Source extract:

# Sit confusion



## rj16 (Jan 30, 2017)

Simply put Monty seems to have trouble distinguishing between 'sit' and 'down'. 
Sometimes when I ask for a sit, he lies down. Sometimes he lies down when he is expected to sit (before something else can happen). It is never the other way around and probably happens 1/5. Related to this is the fact that he refuses to 'sit' from a 'down'. So it play out like this: 
Sit!
He flops down. 
We stare at each other for a few seconds, him expecting a treat. 
Monty, sit! 
Stares some more. 
Sometimes he ends up sitting up to bark at me out of frustration but I don't think he is learning anything at that point and I definitely don't want to reward the barking. 

I think there is sort of a blurred line between the two and our training has maybe encouraged 'downs' inadvertently. My idea to deal with this is to focus on getting a 'sit' from a 'down' but having not taught him 'sit' in the first place, I'm not sure how to go about this. I've tried luring without too much success. Thoughts, advice? 

Thanks!


----------



## blueroan (Dec 28, 2015)

Honey has the same problem! I work with a leash so if she tries to lie down on a sit command, she can't because I've already pulled up on the leash to prevent her from lying down *cue a look of TOTAL CONFUSION!* hahaha

Most of the time she gets it now. I still have to work on tricks etc with a leash because her number one thing to do is flop and look cute lol, but if I have a leash on I have way more control of a squirmy wriggling pup


----------



## lily cd re (Jul 23, 2012)

Data supplied:

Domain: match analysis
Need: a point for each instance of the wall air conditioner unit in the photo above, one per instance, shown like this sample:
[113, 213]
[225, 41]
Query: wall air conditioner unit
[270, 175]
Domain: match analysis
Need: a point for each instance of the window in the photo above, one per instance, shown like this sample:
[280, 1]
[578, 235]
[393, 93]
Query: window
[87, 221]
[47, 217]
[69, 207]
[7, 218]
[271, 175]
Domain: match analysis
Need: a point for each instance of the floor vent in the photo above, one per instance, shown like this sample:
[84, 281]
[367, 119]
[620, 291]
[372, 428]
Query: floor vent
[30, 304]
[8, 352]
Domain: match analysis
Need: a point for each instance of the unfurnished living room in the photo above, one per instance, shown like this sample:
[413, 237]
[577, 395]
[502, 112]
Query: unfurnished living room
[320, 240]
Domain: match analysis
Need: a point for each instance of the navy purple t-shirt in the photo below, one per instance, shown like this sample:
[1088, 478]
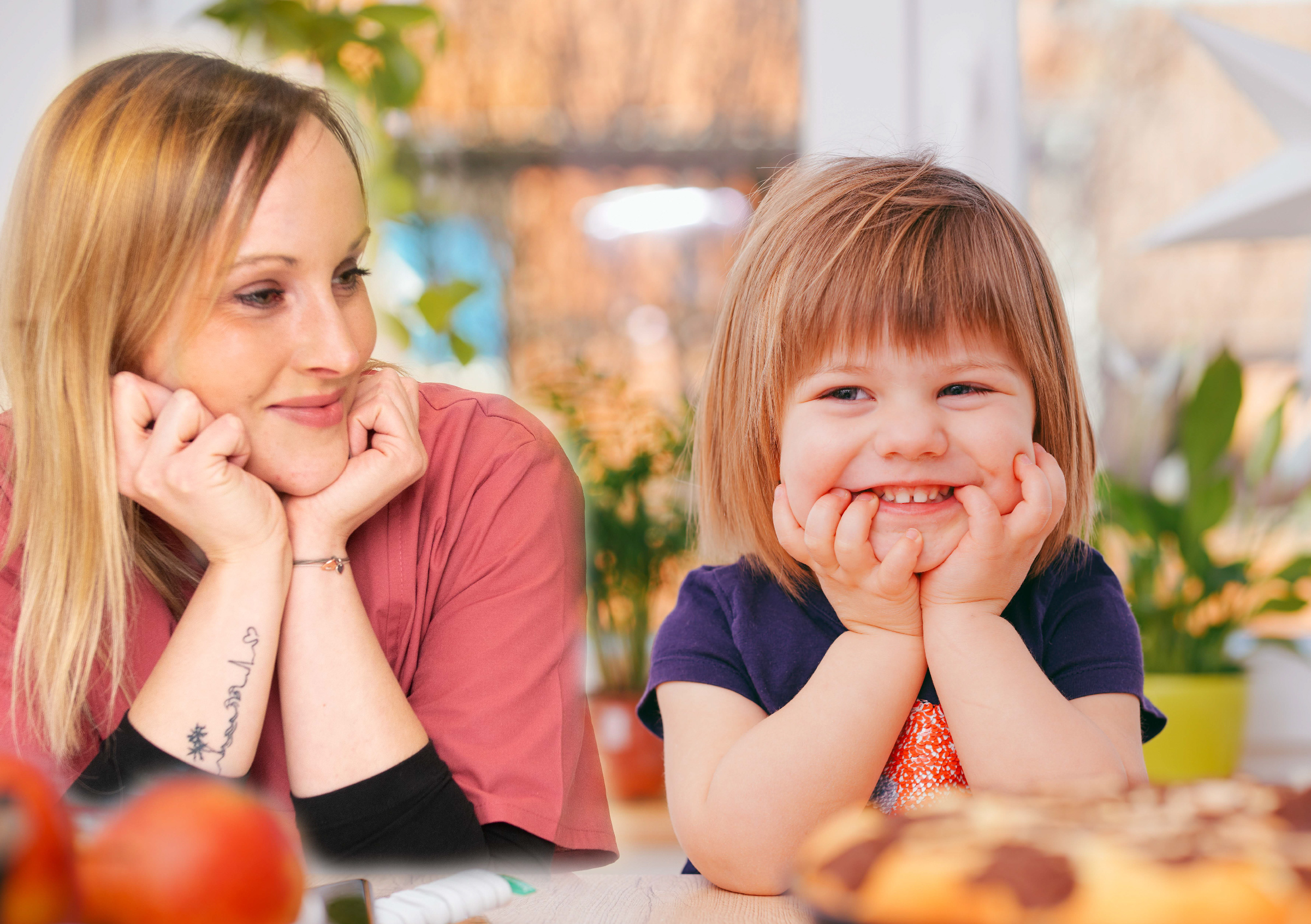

Directions:
Write the next part of the dog training thread on sit and down, starting right after its last line. The listing has nothing to do with the dog training thread on sit and down.

Output:
I would put a blocker in front of where the dog is standing, keep a leash on so they can't back away from the blocker and ask for a sit while holding the leash up behind the neck just enough to make the down hard to think of doing. Reward good sits this way lavishly to reinforce that sit means sit, not down. For a green dog the blocker could be a short length of a gutter or a 2 x 4 about 2 feet long. For a more experienced dog the blocker can be a dowel. Using the leash will encourage a tuck sit rather than a rock back sit. If you want a good sit at heel eventually you want a good tuck sit so the dog doesn't end up behind you when he sits.


----------



## rj16 (Jan 30, 2017)

I'm going to pay attention to how he sits this evening. For some reason I can't visualize what he does at all! So the blocker would serve as a physical barrier to him stretching out into a down? Correct me if I've misunderstood, please.

The leash tension is a bit of problem with Monty. Probably from his dedication to pulling, it seems as though he has ZERO sensitivity to pressure on his neck. It's made loose leash training... interesting.


----------



## lily cd re (Jul 23, 2012)

Yes the blocker should be right in front of his front feet so he can't easily slide to the down by extending his front feet out ahead of him. Using the leash isn't so much about tension sending a signal as having it also block him from easily getting to the down. I will try to go take a picture to show the blocker on the floor, but I can't do the leash and take a picture in a way that will show what I mean without a helper.


----------



## fjm (Jun 4, 2010)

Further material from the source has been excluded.